> [Exercise details]:
Find the line that contains "Question. Locate the wooden railing". Copy it and every line after it to the end of the material below, exactly, with no pictures.

☆ ☆ ☆ ☆ ☆

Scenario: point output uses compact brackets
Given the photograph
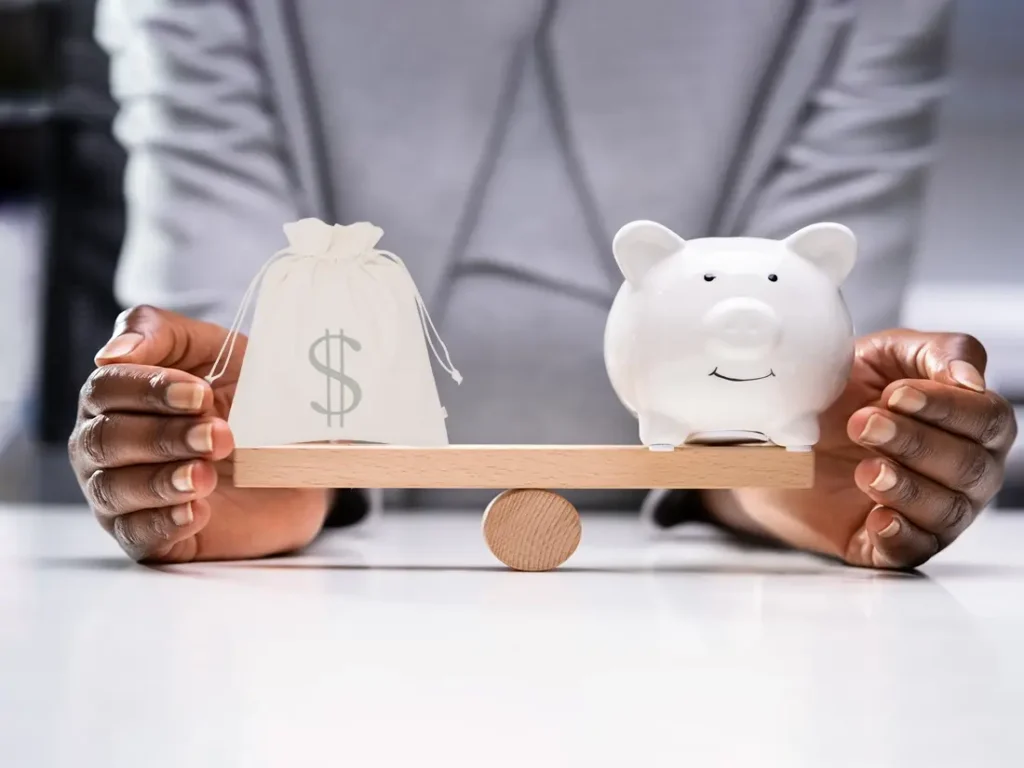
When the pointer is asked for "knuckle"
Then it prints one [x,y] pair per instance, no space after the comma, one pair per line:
[973,469]
[92,440]
[99,488]
[156,387]
[907,492]
[165,439]
[160,485]
[954,512]
[999,426]
[137,314]
[138,532]
[913,445]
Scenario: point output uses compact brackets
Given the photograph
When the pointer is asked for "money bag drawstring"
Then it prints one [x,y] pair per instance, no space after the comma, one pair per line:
[232,335]
[235,330]
[427,324]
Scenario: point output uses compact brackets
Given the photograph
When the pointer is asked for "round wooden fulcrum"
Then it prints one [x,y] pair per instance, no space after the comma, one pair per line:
[531,529]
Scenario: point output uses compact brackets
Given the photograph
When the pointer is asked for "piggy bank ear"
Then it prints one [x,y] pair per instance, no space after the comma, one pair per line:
[641,245]
[832,247]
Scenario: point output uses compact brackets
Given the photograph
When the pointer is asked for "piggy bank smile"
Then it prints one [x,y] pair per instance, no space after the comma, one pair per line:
[718,375]
[695,320]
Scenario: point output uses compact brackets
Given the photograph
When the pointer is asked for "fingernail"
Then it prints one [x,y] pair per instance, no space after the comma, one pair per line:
[119,346]
[967,375]
[181,478]
[200,438]
[181,514]
[879,430]
[891,529]
[184,396]
[885,479]
[907,399]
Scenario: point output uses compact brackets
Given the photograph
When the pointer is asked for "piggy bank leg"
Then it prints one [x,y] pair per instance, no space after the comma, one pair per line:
[658,432]
[800,434]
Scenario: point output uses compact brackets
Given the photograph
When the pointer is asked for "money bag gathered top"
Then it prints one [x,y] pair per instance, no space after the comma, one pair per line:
[338,346]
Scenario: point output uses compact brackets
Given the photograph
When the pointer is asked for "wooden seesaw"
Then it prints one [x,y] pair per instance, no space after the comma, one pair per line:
[527,526]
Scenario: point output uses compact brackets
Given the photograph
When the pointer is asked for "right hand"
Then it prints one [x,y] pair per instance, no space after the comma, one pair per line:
[152,450]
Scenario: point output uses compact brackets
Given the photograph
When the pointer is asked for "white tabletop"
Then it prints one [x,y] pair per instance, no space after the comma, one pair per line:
[409,645]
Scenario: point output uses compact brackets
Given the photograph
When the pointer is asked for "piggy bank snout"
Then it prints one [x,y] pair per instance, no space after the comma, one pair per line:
[741,328]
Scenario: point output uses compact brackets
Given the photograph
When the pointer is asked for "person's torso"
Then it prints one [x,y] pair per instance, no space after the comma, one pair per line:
[500,144]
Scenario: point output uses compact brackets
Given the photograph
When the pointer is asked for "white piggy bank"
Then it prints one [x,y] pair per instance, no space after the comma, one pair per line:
[720,335]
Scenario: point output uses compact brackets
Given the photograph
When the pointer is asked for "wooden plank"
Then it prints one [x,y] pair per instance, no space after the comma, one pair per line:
[521,467]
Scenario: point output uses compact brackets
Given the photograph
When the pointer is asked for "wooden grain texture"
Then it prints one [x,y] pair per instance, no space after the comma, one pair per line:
[529,529]
[521,466]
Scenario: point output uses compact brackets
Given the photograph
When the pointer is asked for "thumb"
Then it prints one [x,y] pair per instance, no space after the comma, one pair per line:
[956,359]
[147,336]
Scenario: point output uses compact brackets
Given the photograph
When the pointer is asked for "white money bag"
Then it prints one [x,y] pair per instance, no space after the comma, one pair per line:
[336,349]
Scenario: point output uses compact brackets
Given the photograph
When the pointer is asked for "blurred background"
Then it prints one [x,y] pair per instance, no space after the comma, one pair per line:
[61,221]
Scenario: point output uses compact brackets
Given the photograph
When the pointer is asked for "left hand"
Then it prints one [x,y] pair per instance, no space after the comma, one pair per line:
[909,454]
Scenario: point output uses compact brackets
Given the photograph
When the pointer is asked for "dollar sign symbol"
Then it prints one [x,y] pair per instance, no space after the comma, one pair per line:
[335,374]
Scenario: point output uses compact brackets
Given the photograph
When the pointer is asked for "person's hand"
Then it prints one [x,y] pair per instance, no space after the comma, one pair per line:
[909,454]
[152,450]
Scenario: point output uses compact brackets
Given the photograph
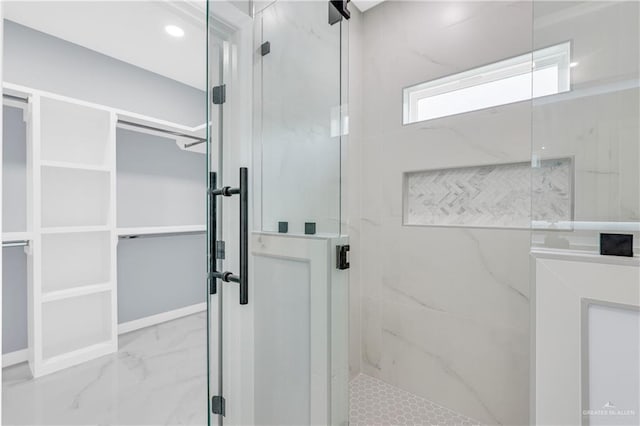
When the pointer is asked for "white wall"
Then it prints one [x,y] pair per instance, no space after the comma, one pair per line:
[352,182]
[41,61]
[598,122]
[444,310]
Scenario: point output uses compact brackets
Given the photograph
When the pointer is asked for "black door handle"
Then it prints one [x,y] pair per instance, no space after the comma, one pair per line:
[243,278]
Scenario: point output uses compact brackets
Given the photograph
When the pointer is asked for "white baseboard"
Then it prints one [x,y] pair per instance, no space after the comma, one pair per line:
[127,327]
[17,357]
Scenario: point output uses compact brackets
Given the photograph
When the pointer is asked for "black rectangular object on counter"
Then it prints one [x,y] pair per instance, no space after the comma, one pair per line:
[616,245]
[309,228]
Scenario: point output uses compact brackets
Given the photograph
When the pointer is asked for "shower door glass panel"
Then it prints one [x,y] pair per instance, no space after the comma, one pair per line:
[301,118]
[281,358]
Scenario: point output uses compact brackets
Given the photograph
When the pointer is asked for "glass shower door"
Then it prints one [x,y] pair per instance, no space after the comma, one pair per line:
[278,351]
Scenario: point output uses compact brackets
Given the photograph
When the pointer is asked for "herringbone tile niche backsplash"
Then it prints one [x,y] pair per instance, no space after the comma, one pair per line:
[498,195]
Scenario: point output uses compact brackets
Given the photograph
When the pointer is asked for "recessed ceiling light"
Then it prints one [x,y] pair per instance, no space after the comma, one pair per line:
[174,31]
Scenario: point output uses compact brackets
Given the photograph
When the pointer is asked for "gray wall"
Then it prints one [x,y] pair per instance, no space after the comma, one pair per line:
[14,152]
[158,183]
[14,299]
[160,274]
[14,273]
[41,61]
[155,274]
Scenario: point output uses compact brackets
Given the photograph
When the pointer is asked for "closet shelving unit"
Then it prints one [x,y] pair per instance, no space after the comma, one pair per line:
[72,234]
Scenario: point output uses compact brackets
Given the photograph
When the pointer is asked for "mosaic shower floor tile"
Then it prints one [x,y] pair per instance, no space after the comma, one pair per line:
[376,403]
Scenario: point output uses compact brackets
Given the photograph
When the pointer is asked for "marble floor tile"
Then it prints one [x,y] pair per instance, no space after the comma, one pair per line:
[157,377]
[376,403]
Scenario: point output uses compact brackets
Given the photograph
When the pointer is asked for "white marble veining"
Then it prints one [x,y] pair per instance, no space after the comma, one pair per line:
[157,377]
[498,195]
[376,403]
[445,310]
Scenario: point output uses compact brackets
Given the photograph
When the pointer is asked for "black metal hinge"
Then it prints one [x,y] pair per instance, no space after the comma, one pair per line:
[342,257]
[265,48]
[217,405]
[337,10]
[219,95]
[220,250]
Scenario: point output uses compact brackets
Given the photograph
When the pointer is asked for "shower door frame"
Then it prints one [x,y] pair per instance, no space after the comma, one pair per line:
[231,324]
[229,147]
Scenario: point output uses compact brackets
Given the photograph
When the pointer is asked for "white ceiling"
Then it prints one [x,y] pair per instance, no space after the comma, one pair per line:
[131,31]
[364,5]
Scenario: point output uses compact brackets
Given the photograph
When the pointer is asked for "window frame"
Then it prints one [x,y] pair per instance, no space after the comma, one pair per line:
[556,55]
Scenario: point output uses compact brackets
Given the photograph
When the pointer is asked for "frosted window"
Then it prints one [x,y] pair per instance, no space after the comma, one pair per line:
[540,73]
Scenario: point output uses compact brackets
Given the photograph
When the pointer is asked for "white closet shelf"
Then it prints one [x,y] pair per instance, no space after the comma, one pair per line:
[52,296]
[75,229]
[74,166]
[156,230]
[17,236]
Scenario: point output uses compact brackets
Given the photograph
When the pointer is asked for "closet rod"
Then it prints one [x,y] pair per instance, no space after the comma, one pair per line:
[15,98]
[159,234]
[197,139]
[20,243]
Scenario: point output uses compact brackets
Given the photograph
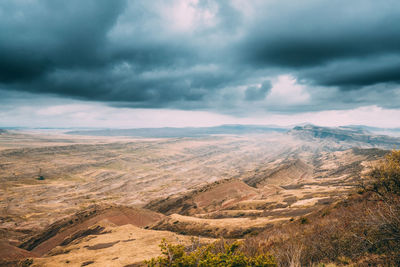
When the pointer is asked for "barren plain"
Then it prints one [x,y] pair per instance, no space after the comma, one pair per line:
[108,201]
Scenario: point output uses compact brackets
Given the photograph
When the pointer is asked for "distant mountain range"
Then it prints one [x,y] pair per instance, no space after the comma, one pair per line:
[349,134]
[183,132]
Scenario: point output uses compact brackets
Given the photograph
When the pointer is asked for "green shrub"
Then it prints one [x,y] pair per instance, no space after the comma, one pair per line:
[217,254]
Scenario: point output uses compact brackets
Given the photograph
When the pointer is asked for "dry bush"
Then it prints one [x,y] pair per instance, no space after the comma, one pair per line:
[362,229]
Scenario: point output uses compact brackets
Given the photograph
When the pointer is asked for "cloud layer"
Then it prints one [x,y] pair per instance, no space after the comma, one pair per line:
[236,57]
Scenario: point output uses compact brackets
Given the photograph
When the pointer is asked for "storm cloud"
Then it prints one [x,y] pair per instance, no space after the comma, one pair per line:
[231,57]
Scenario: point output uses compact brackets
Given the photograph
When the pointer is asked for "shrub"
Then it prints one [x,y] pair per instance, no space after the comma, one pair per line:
[220,253]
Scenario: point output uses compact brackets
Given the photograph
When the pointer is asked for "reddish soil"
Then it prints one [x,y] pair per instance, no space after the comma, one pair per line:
[79,225]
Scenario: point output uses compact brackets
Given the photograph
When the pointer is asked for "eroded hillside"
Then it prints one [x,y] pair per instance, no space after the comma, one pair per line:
[179,188]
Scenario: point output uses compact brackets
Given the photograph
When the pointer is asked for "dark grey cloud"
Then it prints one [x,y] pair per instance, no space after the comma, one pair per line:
[189,55]
[258,93]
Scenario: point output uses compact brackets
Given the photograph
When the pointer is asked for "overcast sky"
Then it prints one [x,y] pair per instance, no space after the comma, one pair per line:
[124,64]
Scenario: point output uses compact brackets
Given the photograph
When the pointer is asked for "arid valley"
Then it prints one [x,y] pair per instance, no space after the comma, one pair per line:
[76,200]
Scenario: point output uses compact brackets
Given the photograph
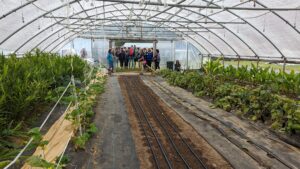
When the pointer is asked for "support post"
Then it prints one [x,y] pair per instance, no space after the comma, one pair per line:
[284,64]
[113,44]
[173,53]
[202,57]
[223,58]
[110,44]
[154,47]
[187,55]
[239,58]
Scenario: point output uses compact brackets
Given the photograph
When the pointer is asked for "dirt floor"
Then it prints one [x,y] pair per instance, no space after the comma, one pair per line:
[112,147]
[145,123]
[167,135]
[242,143]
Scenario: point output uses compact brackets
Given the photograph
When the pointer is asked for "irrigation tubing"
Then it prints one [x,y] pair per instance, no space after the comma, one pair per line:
[152,130]
[155,109]
[230,127]
[42,125]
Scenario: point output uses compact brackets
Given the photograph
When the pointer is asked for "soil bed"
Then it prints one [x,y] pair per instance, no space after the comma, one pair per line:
[165,135]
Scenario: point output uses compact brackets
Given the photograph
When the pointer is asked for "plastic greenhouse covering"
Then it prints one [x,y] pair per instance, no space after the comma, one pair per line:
[264,29]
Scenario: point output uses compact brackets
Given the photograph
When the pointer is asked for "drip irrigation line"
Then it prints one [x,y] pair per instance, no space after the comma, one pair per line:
[62,154]
[235,130]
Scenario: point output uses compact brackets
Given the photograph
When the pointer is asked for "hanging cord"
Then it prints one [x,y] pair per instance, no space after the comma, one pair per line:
[75,95]
[22,14]
[295,22]
[264,25]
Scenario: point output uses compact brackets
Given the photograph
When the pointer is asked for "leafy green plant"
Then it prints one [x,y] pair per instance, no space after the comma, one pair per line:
[248,91]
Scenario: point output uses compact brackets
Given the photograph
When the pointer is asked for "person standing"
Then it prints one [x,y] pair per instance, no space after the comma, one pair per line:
[131,57]
[177,66]
[156,59]
[110,61]
[149,58]
[115,58]
[126,57]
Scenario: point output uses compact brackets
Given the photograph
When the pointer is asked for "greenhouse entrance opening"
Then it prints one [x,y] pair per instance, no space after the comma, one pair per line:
[82,84]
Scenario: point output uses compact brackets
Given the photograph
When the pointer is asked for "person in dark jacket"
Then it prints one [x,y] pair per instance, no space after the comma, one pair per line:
[149,57]
[177,66]
[110,61]
[156,59]
[122,57]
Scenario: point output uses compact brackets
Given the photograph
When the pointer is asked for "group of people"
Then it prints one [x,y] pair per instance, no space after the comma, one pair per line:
[132,56]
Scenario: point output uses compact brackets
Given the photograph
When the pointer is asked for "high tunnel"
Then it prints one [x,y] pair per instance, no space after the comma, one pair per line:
[238,29]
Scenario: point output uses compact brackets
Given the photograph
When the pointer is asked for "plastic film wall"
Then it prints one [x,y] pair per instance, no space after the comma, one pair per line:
[233,28]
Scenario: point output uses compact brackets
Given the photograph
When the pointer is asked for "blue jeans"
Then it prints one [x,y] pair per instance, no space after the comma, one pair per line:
[131,63]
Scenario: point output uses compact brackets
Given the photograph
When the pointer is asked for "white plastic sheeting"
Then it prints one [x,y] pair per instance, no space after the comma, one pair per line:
[215,26]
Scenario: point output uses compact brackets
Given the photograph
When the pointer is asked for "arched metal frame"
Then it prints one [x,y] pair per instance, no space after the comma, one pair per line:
[184,7]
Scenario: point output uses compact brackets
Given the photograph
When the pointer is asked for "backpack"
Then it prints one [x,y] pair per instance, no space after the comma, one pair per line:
[131,52]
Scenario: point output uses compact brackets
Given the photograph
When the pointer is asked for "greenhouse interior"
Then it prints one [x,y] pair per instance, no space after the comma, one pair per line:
[144,84]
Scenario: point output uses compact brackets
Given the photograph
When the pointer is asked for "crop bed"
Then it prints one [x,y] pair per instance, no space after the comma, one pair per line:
[261,146]
[169,146]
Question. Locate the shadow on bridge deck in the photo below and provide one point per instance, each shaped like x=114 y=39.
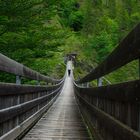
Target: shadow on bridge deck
x=63 y=120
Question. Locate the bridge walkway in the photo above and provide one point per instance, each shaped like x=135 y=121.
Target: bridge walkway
x=63 y=121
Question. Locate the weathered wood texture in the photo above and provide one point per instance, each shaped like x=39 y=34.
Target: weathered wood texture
x=19 y=102
x=63 y=121
x=127 y=51
x=11 y=66
x=113 y=111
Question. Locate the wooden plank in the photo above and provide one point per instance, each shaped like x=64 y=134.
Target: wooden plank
x=24 y=126
x=128 y=91
x=11 y=66
x=9 y=113
x=13 y=89
x=127 y=51
x=120 y=131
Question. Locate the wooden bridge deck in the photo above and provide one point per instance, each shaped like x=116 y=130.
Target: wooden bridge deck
x=63 y=121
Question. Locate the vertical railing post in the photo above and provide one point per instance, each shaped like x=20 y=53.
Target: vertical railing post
x=18 y=82
x=139 y=68
x=87 y=84
x=99 y=82
x=38 y=83
x=139 y=105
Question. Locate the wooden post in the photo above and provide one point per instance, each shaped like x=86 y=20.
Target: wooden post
x=99 y=82
x=38 y=83
x=18 y=80
x=139 y=68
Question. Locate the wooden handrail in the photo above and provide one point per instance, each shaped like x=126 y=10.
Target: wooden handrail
x=11 y=66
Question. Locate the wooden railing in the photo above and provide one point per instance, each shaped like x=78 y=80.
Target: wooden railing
x=112 y=112
x=22 y=105
x=11 y=66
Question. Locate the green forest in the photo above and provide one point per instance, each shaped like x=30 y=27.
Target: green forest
x=39 y=33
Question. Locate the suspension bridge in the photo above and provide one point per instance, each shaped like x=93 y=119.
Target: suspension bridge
x=65 y=109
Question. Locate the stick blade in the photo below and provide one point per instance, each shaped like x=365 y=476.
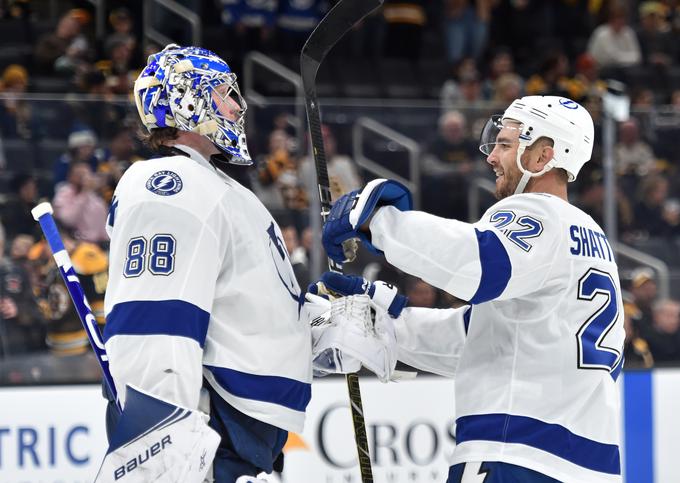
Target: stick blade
x=338 y=21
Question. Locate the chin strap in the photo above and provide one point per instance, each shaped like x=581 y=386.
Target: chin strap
x=527 y=175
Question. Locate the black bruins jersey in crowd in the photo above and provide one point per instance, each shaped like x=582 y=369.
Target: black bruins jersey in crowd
x=65 y=333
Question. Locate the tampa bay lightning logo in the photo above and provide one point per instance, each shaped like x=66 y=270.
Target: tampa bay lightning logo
x=569 y=104
x=164 y=183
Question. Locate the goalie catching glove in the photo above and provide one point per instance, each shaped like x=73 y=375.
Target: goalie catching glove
x=355 y=208
x=358 y=331
x=351 y=338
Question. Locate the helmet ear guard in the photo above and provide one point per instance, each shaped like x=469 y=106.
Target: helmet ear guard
x=179 y=88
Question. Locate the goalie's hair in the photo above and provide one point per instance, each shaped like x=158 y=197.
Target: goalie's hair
x=158 y=137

☆ ☆ ☆ ☆ ☆

> [Exercise answer]:
Question. Locate the wooden railing in the photo above and provide one point per instance, each shaped like x=78 y=80.
Target: wooden railing
x=112 y=112
x=22 y=105
x=11 y=66
Question. Locate the green forest in the photo above and provide one point per instance, each shaped like x=30 y=27.
Target: green forest
x=39 y=33
Question. Locate the suspension bridge in the photo above and provide one point per instance, each shaped like x=93 y=119.
Target: suspension bridge
x=65 y=109
Question. Locate the stick blade in the photo below and provide one point per instance, each shaped like x=365 y=476.
Target: stick blade
x=338 y=21
Question. Locate the chin strap in the photo above and provide one point per instance, each shaped like x=581 y=386.
Target: chin strap
x=527 y=175
Question. Locate the black bruins jersey in crowd in the photo above and provide one point per instance, each shaped like x=582 y=369.
Target: black bruins jersey in crowd
x=65 y=333
Question. Locate the tampa bay lightning logo in the photo above and provide one point per instance, each shaped like x=66 y=270.
Target: tampa bay lightning logo
x=569 y=104
x=164 y=183
Question. Locate the goalie catching glove in the photo above and provide one point per instance, each shaped like x=73 y=375.
Target: goalie catching glove
x=355 y=208
x=358 y=331
x=351 y=338
Question. Locate the helmet ear guard in the photo above and provide one point per instance, each shaped like x=469 y=106.
Target: helmet ear guard
x=179 y=88
Question. Locate the goalie's hair in the photo above and provide one point per instance, each shaped like x=158 y=197.
Target: goalie's hair
x=158 y=137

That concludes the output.